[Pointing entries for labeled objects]

***

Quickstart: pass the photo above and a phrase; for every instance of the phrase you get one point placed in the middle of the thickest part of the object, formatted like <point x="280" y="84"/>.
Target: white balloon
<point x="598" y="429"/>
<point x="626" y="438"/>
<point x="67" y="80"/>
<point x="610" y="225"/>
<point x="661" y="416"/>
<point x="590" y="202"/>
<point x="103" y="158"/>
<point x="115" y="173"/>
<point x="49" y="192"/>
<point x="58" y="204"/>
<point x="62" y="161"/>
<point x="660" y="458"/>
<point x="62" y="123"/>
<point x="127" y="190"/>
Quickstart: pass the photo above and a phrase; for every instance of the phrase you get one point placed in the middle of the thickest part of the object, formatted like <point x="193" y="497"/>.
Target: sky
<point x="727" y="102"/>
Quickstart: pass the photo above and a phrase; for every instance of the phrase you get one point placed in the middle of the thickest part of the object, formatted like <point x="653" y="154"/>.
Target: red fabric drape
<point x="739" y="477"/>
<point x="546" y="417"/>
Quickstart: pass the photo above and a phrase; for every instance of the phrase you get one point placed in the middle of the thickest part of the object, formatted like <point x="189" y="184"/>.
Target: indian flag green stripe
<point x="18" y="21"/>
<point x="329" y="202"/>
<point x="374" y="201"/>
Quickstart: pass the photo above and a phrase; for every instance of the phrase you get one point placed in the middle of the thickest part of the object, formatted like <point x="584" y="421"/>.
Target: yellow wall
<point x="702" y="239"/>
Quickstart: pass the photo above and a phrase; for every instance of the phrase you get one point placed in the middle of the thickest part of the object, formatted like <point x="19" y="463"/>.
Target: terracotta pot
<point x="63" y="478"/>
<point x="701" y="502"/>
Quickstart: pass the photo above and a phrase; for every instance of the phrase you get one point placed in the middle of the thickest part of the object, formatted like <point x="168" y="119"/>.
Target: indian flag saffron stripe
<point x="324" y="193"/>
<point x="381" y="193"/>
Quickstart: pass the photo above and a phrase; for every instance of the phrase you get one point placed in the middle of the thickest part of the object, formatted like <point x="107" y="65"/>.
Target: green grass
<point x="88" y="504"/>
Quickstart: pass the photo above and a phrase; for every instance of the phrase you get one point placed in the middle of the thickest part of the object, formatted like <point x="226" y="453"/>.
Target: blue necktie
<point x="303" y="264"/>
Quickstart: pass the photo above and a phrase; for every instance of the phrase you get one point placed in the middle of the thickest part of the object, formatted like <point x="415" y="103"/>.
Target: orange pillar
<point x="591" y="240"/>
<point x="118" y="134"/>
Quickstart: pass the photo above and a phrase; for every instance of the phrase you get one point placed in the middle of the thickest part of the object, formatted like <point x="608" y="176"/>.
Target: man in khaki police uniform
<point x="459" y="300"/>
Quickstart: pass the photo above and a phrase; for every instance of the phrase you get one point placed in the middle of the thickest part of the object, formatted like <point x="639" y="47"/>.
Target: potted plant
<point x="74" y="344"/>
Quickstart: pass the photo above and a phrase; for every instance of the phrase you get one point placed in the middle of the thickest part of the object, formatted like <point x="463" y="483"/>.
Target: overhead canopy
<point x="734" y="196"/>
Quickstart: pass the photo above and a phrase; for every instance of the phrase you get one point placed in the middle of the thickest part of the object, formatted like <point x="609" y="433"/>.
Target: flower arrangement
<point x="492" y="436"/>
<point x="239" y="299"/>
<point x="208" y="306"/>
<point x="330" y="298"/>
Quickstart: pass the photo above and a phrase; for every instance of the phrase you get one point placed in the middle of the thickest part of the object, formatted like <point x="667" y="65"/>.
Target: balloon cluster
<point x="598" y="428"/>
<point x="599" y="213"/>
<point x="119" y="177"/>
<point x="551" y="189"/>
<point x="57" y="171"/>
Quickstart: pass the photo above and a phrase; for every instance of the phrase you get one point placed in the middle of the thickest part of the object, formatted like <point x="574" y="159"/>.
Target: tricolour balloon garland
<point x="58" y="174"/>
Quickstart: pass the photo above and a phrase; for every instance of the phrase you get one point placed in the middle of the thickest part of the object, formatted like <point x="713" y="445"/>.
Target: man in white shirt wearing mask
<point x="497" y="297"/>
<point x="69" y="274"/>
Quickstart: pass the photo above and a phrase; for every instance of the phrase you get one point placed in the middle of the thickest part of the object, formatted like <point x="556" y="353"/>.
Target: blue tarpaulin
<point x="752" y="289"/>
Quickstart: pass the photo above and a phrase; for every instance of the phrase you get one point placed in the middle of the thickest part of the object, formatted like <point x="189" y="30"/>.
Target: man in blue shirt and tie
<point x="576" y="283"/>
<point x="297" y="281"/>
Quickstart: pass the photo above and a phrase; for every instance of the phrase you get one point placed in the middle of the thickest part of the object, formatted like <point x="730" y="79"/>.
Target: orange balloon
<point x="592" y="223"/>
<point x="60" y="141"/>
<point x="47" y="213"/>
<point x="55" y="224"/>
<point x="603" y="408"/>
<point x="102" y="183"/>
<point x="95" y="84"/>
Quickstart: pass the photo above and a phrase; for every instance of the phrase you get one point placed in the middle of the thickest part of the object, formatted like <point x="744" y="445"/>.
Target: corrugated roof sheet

***

__TASK TO CARRY OUT__
Please pull out each line of the listing above that contains the word "green".

__FULL OUTPUT__
Target: indian flag green stripe
Target: green grass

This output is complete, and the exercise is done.